§ **GOAL**:
Pick out every line in the records below that contains the string "cable", and copy each one. Case counts.

§ **DATA IN THIS EXERCISE**:
▼
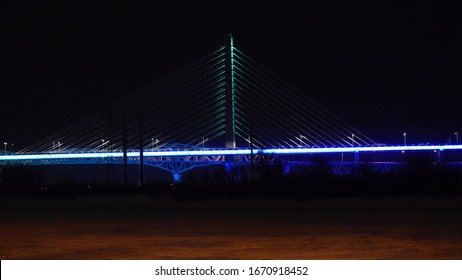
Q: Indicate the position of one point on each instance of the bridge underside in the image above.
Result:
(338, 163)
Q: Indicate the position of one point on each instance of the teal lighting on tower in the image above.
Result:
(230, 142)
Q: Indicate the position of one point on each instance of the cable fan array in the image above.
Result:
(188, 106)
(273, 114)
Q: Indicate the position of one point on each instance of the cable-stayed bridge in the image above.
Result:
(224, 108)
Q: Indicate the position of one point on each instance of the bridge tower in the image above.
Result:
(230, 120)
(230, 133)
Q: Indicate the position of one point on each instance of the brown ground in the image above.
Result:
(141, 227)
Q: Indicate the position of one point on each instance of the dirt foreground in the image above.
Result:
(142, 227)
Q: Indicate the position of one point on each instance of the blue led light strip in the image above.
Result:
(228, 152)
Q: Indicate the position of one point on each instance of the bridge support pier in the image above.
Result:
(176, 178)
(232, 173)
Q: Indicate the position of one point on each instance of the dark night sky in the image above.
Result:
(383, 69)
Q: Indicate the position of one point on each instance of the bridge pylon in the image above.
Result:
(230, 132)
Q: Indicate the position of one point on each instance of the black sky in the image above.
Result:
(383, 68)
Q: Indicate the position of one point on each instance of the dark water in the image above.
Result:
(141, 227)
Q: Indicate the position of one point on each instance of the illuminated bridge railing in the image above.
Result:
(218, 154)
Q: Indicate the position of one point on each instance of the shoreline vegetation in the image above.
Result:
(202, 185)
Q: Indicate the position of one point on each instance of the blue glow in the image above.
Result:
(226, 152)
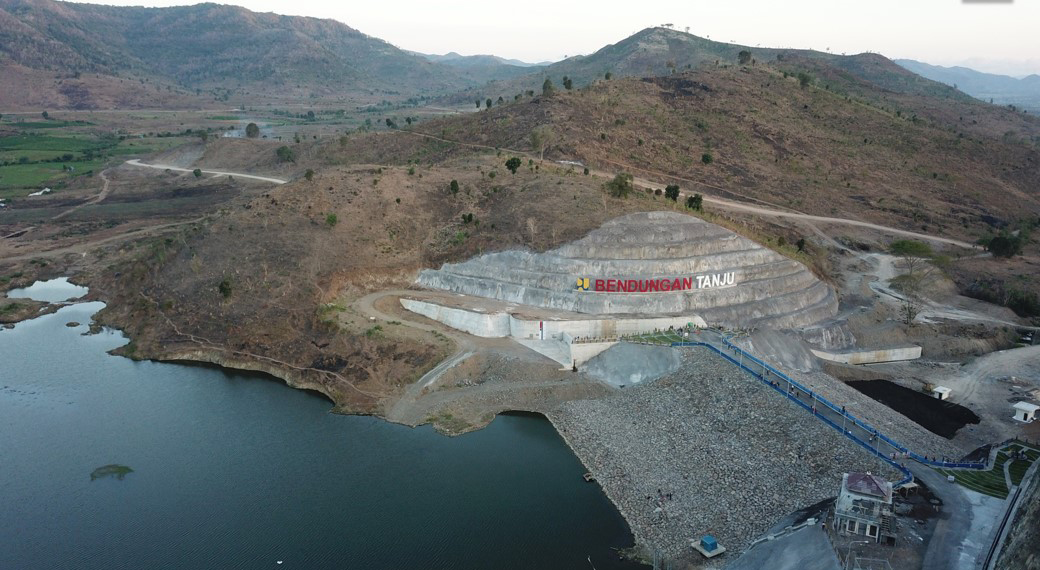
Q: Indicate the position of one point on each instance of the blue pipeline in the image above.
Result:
▲
▼
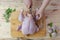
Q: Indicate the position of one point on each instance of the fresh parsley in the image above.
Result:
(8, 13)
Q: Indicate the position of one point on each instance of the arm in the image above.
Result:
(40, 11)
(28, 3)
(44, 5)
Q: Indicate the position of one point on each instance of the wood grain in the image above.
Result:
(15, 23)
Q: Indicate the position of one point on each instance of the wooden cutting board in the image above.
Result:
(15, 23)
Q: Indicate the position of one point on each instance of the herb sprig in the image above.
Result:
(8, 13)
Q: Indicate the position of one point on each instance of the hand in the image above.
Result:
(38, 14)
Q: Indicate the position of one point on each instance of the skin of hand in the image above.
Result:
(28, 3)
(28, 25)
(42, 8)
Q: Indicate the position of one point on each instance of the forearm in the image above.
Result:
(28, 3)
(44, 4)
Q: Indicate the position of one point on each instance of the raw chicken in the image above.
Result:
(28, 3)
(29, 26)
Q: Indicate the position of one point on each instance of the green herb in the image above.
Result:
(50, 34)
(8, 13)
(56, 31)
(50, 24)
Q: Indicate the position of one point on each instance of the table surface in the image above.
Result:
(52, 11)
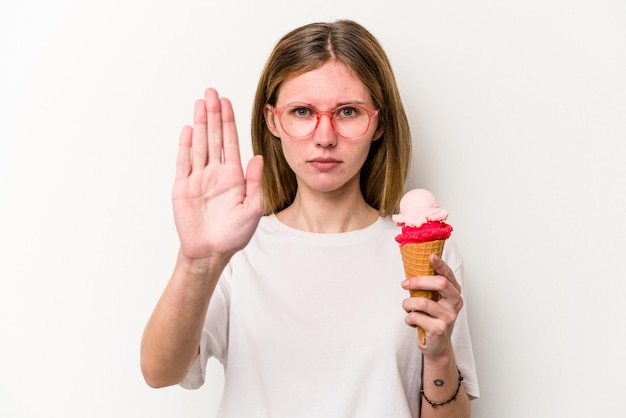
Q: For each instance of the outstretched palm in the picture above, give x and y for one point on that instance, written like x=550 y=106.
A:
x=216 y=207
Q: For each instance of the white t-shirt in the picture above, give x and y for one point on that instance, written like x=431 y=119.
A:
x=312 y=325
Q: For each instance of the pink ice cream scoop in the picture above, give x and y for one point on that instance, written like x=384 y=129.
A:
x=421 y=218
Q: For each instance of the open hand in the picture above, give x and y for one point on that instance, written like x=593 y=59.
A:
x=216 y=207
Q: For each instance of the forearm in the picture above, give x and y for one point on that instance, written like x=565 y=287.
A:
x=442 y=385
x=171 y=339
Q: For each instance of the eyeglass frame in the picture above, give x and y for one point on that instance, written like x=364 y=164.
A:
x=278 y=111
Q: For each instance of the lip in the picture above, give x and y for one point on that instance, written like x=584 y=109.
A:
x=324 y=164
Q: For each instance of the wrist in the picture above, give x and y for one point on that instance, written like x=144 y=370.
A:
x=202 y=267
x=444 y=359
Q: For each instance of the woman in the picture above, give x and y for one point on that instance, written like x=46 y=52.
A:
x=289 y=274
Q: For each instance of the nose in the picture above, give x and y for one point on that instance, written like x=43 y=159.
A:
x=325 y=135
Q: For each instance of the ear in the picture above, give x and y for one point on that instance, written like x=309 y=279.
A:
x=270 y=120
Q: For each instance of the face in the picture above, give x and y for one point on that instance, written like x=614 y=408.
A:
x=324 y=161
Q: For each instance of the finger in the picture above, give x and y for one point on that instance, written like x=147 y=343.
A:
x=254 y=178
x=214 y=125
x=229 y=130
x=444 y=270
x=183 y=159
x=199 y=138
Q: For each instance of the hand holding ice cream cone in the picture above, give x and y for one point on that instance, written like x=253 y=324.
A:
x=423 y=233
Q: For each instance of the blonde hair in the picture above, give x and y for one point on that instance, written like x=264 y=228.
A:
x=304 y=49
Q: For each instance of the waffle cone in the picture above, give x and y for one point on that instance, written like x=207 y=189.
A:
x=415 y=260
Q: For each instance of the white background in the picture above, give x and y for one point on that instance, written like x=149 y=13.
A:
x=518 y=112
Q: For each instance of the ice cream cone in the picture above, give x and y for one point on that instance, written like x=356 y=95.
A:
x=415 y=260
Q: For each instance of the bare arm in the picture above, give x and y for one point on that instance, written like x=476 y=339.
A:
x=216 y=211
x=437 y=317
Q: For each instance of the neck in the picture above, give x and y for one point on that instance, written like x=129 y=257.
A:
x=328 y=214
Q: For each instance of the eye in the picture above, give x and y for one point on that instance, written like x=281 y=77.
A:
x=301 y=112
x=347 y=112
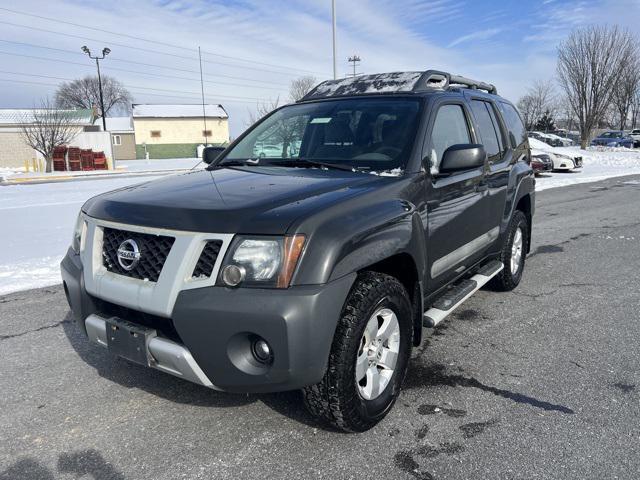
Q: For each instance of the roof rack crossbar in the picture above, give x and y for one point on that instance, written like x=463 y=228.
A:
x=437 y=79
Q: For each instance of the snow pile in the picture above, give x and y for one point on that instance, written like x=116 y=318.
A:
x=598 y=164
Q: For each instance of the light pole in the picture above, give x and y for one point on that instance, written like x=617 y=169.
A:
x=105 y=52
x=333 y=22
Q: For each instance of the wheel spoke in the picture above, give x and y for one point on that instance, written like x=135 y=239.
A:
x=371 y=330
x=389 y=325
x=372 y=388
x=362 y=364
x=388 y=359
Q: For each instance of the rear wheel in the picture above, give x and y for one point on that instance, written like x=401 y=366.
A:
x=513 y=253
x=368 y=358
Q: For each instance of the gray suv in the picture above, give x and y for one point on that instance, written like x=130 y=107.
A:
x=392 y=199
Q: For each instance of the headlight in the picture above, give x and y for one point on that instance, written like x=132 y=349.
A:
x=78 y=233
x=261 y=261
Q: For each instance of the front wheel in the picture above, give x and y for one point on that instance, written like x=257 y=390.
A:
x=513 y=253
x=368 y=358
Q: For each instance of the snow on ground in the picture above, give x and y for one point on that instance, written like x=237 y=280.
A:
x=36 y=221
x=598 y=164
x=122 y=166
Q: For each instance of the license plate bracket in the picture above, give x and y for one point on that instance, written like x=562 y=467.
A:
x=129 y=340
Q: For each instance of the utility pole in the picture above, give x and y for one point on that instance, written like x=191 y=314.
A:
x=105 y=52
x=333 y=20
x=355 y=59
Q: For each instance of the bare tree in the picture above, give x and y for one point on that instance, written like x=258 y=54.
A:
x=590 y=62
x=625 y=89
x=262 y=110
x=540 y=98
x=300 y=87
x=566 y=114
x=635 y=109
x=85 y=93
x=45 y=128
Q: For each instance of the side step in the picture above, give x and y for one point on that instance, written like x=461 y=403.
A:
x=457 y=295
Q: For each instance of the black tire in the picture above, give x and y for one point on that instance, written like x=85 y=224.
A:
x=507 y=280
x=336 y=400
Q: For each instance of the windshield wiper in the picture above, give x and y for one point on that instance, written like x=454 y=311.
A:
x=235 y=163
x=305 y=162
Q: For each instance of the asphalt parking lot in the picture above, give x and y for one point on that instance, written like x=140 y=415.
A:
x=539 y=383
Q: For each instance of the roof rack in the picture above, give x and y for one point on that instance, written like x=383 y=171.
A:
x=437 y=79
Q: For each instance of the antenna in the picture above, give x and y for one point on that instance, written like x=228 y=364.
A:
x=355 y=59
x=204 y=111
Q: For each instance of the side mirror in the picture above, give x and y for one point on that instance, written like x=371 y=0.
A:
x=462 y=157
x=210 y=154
▲
§ **FULL SOLUTION**:
Q: Indicate the position of one point on each instance of the cable fan array in the image above.
Q: Indicate the position of one point on each instance of the cable-stayed bridge in the image above.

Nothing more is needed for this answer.